• _Work to do_
Format the material as a numbered list, starting with the line that contains "# Provide the mask of every instance of the bokeh" and going on through the line that contains "--target=bokeh light spot". Include both of those lines and omit any blank lines.

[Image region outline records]
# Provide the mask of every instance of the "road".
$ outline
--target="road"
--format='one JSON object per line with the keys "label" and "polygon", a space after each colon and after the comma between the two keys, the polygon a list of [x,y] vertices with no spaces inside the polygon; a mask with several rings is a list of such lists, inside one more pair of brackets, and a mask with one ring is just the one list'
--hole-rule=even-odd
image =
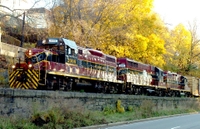
{"label": "road", "polygon": [[200,114],[148,120],[101,129],[200,129]]}

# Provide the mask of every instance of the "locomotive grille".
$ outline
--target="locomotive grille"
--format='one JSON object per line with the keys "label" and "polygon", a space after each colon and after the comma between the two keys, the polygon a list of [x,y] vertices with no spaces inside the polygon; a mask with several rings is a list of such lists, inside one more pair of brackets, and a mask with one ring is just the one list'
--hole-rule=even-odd
{"label": "locomotive grille", "polygon": [[37,89],[39,81],[39,72],[35,70],[21,69],[14,70],[9,76],[9,85],[11,88],[18,89]]}

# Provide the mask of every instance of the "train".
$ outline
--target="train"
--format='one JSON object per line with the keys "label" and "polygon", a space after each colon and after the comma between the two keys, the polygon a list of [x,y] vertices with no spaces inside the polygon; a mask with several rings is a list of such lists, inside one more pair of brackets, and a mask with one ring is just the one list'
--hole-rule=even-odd
{"label": "train", "polygon": [[39,40],[12,65],[9,86],[17,89],[199,97],[200,79],[164,71],[67,38]]}

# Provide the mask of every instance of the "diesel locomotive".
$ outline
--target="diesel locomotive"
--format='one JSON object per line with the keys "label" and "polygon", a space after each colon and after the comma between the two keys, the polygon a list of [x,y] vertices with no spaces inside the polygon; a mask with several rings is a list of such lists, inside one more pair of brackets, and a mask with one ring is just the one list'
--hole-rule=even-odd
{"label": "diesel locomotive", "polygon": [[158,96],[199,96],[200,81],[149,64],[116,58],[65,38],[47,38],[12,66],[11,88]]}

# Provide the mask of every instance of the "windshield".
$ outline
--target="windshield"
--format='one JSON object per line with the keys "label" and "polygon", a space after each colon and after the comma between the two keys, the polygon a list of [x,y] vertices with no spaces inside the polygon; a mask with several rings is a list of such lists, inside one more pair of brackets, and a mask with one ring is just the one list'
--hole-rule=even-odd
{"label": "windshield", "polygon": [[46,54],[45,53],[40,53],[37,54],[36,56],[32,56],[32,57],[26,57],[26,63],[30,62],[32,64],[38,63],[42,60],[46,59]]}
{"label": "windshield", "polygon": [[118,71],[119,75],[126,74],[126,73],[127,73],[127,69],[121,69]]}

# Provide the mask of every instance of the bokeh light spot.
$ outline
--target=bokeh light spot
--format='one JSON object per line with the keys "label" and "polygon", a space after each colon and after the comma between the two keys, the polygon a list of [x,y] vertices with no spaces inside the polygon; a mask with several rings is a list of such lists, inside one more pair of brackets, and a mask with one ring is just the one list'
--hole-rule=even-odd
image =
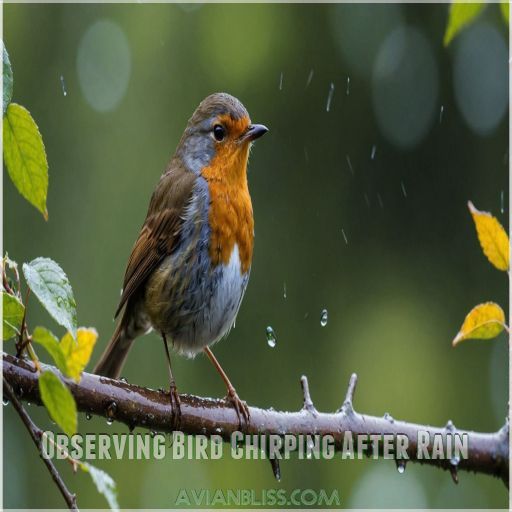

• _Solution to this task_
1. # Provide the mask of every instance of the bokeh light spot.
2. $ outline
3. --target=bokeh light spot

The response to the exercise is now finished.